## EXCERPT PROVIDED
###

A team of experts from the United States, Spain, Denmark, and Canada will travel to Chile next week to study the origin of the Staphylococcus aureus bacterium found in Neruda's bones, Fox News Latino added.
The poet, who's also a politician and a member of the Communist Party, had been admitted to the Santa Maria Hospital eight days after the Sept. 11, 1973 coup d'etat, which overthrew Socialist President Salvador Allende from his seat. The hospital is said to have been overtaken by the military at the time, the news outlet noted.
According to Fox News Latino, the same bacterium found in Neruda's remains was used by Eugenio Berrios, a secret-police chemist and agent in Gen. Augusto Pinochet's 1973-1990 rule. The attorney of the Communist Party of Chile, Eduardo Contreras, said that the bacterium was used to get rid of the military dictatorship's enemies.
The Nobel literature laureate died on Sept. 23, 1973 at the age of 69, with the hospital's official record stating prostate cancer as the cause of his death, Business Standard wrote. His assistant and driver, Manuel Araya, reiterated in May 2011 that the "Twenty Love Poems and a Song of Despair" author was murdered by agents of the Pinochet regime.
In April 2013, Neruda's remains were exhumed for investigation, and in November of the same year, a group of international experts said that there was no evidence of poison in his body, the news outlet further wrote.
However, second thoughts about the investigation surfaced when the presence of the bacterium in Neruda's body surfaced when a new examination was opened, Business Standard reported.
Fox News Latino noted that the massive bacterial infection in Neruda's remains was found by forensic experts from Spain's University of Murcia. The tests were conducted in May as part of an investigation by Chilean Judge Mario Carroza to determine the true cause of Neruda's death.
Neruda was awarded the Nobel Prize in literature in 1971 "for a poetry that with the action of an elemental force brings alive a continent's destiny and dreams," the award-giving body's official site wrote. He was born in Parral, Chile on July 12, 1904.

###

## GIVEN RECORDS
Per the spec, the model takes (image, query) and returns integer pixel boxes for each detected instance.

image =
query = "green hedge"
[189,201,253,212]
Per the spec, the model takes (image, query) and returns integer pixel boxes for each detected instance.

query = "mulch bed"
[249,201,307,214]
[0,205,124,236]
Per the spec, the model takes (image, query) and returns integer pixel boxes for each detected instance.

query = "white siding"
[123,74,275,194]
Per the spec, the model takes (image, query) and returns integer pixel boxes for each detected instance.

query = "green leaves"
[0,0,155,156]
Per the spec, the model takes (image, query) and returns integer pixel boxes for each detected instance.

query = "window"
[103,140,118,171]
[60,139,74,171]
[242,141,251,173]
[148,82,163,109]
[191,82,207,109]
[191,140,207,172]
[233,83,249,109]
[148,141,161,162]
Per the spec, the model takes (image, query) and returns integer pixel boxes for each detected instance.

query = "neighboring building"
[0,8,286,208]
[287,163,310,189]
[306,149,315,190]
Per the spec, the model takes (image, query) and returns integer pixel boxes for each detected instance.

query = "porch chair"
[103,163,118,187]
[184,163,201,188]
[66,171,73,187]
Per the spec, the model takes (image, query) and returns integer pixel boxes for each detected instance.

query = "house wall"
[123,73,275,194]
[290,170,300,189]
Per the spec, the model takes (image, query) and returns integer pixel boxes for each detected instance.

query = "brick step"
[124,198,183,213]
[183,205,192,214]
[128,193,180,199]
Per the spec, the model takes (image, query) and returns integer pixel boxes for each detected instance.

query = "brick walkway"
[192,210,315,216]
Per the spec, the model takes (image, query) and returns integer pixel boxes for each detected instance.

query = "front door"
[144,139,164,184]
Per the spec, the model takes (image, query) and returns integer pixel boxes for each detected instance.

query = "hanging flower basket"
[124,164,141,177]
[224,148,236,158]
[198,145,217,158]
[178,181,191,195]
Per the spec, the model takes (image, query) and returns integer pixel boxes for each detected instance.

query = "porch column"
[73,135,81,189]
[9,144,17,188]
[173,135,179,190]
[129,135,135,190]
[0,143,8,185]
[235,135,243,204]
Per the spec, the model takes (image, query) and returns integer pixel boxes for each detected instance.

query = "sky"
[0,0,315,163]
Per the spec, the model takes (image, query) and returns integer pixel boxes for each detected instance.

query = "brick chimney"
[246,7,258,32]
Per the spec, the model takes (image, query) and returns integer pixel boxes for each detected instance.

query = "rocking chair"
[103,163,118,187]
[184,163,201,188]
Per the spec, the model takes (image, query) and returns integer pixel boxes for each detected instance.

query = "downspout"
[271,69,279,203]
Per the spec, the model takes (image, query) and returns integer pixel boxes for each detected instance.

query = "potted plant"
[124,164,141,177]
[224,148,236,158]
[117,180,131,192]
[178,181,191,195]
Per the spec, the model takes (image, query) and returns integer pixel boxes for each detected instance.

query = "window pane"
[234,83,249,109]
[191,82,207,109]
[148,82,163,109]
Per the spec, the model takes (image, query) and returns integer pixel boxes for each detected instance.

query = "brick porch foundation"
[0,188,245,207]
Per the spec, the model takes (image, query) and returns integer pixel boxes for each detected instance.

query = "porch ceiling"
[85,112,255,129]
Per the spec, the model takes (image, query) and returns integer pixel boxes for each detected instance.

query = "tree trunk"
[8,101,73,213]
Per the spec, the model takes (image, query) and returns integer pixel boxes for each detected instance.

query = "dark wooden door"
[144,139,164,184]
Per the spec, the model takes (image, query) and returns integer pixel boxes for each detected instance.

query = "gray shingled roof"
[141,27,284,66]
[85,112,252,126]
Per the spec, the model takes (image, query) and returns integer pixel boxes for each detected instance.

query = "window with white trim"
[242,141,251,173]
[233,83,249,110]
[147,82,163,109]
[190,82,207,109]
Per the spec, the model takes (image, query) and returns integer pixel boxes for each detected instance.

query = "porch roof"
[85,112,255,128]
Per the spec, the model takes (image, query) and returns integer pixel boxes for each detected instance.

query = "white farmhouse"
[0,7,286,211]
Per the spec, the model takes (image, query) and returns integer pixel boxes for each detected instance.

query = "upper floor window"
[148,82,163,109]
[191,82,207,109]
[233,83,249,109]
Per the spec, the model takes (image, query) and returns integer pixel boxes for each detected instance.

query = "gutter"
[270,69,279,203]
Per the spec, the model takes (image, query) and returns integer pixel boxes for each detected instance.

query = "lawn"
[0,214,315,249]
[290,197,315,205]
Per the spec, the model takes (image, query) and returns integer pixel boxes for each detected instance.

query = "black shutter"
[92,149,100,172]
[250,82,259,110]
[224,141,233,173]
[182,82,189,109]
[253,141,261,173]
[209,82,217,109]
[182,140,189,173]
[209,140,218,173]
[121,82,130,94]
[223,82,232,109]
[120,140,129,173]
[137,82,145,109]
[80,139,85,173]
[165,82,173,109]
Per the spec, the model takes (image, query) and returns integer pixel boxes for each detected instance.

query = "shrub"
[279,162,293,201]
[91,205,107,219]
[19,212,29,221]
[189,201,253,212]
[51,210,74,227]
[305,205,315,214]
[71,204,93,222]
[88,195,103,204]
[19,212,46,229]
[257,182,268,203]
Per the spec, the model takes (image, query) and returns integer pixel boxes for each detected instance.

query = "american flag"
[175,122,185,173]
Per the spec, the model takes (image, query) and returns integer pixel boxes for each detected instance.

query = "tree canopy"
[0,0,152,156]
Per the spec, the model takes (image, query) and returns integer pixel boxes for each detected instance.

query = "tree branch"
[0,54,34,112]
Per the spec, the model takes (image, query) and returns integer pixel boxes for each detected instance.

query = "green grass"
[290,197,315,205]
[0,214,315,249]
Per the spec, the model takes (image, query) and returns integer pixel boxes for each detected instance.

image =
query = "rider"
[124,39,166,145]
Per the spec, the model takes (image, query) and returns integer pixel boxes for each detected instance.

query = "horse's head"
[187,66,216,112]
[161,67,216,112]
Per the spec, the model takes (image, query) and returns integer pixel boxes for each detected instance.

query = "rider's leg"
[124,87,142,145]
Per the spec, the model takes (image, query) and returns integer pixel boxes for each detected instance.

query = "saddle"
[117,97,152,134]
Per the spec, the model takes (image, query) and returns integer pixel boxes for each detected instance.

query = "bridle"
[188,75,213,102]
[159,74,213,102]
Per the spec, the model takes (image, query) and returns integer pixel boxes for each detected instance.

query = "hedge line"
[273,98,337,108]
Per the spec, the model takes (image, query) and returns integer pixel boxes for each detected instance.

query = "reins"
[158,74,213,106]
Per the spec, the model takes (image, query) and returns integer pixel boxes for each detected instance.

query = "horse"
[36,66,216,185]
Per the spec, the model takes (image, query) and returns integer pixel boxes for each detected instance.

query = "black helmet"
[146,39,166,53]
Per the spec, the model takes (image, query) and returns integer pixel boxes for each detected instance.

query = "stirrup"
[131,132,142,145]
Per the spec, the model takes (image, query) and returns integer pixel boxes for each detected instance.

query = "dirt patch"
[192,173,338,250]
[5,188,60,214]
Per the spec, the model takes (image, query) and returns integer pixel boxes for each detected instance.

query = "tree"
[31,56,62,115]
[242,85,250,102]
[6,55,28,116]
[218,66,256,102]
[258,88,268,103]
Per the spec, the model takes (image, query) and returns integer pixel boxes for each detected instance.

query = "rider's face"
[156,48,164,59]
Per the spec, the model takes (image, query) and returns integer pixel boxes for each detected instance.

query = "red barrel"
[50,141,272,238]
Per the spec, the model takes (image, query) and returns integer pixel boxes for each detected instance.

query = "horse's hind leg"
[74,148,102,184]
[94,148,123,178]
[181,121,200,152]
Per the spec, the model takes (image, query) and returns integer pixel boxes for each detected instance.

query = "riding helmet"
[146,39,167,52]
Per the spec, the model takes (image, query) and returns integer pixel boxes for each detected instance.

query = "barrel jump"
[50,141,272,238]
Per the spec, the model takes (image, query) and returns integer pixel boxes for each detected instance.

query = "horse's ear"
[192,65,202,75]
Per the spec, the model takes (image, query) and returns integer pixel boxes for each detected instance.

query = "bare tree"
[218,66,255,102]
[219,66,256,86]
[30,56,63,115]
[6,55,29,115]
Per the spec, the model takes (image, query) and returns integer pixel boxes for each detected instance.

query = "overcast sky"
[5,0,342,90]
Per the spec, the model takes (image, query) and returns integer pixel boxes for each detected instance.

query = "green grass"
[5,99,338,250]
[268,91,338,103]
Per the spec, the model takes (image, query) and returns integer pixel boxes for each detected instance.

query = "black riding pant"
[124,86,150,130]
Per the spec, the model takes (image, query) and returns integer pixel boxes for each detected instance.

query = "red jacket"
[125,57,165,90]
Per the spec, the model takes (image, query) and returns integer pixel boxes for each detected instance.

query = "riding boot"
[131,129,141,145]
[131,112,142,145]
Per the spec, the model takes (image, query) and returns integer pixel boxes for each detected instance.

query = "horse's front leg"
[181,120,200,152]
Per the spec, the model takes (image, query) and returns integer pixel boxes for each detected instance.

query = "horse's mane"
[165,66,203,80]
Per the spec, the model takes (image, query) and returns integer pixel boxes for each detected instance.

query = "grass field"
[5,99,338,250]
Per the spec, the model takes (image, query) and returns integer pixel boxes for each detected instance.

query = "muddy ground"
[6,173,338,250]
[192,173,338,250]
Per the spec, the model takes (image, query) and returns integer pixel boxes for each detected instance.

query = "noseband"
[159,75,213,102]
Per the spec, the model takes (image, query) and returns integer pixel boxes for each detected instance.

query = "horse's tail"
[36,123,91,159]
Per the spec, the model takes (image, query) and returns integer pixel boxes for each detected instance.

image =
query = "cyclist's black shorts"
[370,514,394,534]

###

## TASKS TO CARRY OUT
1 - Can you echo the part of the Neruda report that opens with the words containing "Fox News Latino noted" and closes with "of Neruda's death."?
2 - How would you sum up the Neruda report in two sentences?
3 - According to the Neruda report, what cause of death did the hospital's official record give?
Work from the Neruda report alone, not from the items.

## ANSWERS TO EACH TASK
1 -
Fox News Latino noted that the massive bacterial infection in Neruda's remains was found by forensic experts from Spain's University of Murcia. The tests were conducted in May as part of an investigation by Chilean Judge Mario Carroza to determine the true cause of Neruda's death.

2 - After Neruda's remains were exhumed in April 2013, international experts said that November that there was no evidence of poison, but a new examination by forensic experts from Spain's University of Murcia found a massive infection of Staphylococcus aureus, the same bacterium reportedly used by Pinochet-era secret-police chemist Eugenio Berrios. A team of experts from the United States, Spain, Denmark, and Canada will travel to Chile to study the bacterium's origin.

3 - Prostate cancer.